# Your objective:
Reproduce the data below, substituting "coordinates array" for every occurrence of "coordinates list" and leaving everything else unchanged.

# Supplied data:
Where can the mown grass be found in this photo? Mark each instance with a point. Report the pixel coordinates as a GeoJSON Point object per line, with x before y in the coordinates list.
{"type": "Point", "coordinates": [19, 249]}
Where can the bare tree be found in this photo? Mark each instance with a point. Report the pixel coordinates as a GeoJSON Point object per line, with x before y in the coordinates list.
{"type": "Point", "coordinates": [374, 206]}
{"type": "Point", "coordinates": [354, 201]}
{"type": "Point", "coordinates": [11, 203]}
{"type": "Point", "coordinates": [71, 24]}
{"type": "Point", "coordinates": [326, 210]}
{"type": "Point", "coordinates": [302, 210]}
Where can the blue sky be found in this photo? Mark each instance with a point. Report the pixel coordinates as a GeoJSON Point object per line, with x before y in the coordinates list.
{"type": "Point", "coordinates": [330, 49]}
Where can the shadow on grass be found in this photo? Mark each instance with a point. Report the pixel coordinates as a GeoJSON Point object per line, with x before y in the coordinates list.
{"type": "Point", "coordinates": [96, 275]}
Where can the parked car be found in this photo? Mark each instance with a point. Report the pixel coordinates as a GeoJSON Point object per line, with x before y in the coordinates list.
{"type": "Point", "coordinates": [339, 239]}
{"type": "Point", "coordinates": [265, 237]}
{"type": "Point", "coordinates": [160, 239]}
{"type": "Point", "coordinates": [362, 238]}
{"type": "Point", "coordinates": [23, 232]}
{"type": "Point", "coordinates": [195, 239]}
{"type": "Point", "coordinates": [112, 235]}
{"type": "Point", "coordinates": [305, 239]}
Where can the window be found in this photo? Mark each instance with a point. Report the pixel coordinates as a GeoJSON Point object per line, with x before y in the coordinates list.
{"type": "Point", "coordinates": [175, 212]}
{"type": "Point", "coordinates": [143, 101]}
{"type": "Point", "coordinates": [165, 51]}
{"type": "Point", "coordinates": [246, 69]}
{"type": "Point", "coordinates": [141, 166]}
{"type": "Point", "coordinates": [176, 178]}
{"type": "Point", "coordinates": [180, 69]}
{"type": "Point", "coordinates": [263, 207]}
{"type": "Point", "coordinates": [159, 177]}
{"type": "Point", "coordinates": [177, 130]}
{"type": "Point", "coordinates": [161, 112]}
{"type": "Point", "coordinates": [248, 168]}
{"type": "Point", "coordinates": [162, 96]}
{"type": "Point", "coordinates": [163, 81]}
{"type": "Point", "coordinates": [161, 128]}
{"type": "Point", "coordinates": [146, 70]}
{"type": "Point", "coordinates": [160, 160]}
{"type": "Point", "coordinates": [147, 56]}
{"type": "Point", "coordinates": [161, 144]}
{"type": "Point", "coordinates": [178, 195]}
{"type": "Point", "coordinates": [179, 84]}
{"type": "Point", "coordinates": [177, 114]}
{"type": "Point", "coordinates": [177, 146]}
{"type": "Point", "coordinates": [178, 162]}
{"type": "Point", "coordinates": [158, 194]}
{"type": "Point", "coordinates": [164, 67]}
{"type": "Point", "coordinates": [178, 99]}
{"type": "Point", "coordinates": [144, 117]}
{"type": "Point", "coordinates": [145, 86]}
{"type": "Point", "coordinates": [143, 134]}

# Reply:
Where can the mown grass be found in this photo? Mark each instance with a point. Report the pixel coordinates as a GeoJSON Point object per line, with x before y in the coordinates array.
{"type": "Point", "coordinates": [19, 249]}
Where can the bare tree be found in this photo? Mark each instance with a point. Report the pixel coordinates as a GeoJSON Point object per line, with x before y in the coordinates array.
{"type": "Point", "coordinates": [374, 206]}
{"type": "Point", "coordinates": [354, 201]}
{"type": "Point", "coordinates": [11, 203]}
{"type": "Point", "coordinates": [71, 24]}
{"type": "Point", "coordinates": [326, 210]}
{"type": "Point", "coordinates": [302, 210]}
Where can the blue sky be found in this photo? Mark each instance with a point. Report the pixel coordinates as a GeoJSON Point object per line, with x before y in the coordinates array.
{"type": "Point", "coordinates": [330, 49]}
Where can the shadow on grass be found in this photo? Mark each instance with a point. Report the pixel coordinates as a GeoJSON Point object per line, with x before y in the coordinates array.
{"type": "Point", "coordinates": [96, 275]}
Where can the parked car be found in this photo? Mark each instance with a point. Report the pixel coordinates as a GeoJSON Point object per line, with x before y in the coordinates array.
{"type": "Point", "coordinates": [339, 239]}
{"type": "Point", "coordinates": [265, 237]}
{"type": "Point", "coordinates": [160, 239]}
{"type": "Point", "coordinates": [362, 238]}
{"type": "Point", "coordinates": [23, 232]}
{"type": "Point", "coordinates": [195, 239]}
{"type": "Point", "coordinates": [112, 235]}
{"type": "Point", "coordinates": [305, 239]}
Where can the window be found in this photo? Mark each instance with a point. Report the pixel coordinates as a GeoJSON Point object per line, with x before y in the coordinates array.
{"type": "Point", "coordinates": [175, 212]}
{"type": "Point", "coordinates": [143, 101]}
{"type": "Point", "coordinates": [165, 51]}
{"type": "Point", "coordinates": [246, 69]}
{"type": "Point", "coordinates": [141, 166]}
{"type": "Point", "coordinates": [176, 178]}
{"type": "Point", "coordinates": [180, 69]}
{"type": "Point", "coordinates": [263, 207]}
{"type": "Point", "coordinates": [159, 177]}
{"type": "Point", "coordinates": [177, 130]}
{"type": "Point", "coordinates": [161, 112]}
{"type": "Point", "coordinates": [248, 168]}
{"type": "Point", "coordinates": [162, 96]}
{"type": "Point", "coordinates": [163, 81]}
{"type": "Point", "coordinates": [161, 128]}
{"type": "Point", "coordinates": [146, 70]}
{"type": "Point", "coordinates": [160, 160]}
{"type": "Point", "coordinates": [147, 56]}
{"type": "Point", "coordinates": [161, 144]}
{"type": "Point", "coordinates": [178, 195]}
{"type": "Point", "coordinates": [179, 84]}
{"type": "Point", "coordinates": [177, 114]}
{"type": "Point", "coordinates": [177, 146]}
{"type": "Point", "coordinates": [178, 162]}
{"type": "Point", "coordinates": [158, 194]}
{"type": "Point", "coordinates": [164, 67]}
{"type": "Point", "coordinates": [178, 99]}
{"type": "Point", "coordinates": [144, 117]}
{"type": "Point", "coordinates": [145, 86]}
{"type": "Point", "coordinates": [143, 134]}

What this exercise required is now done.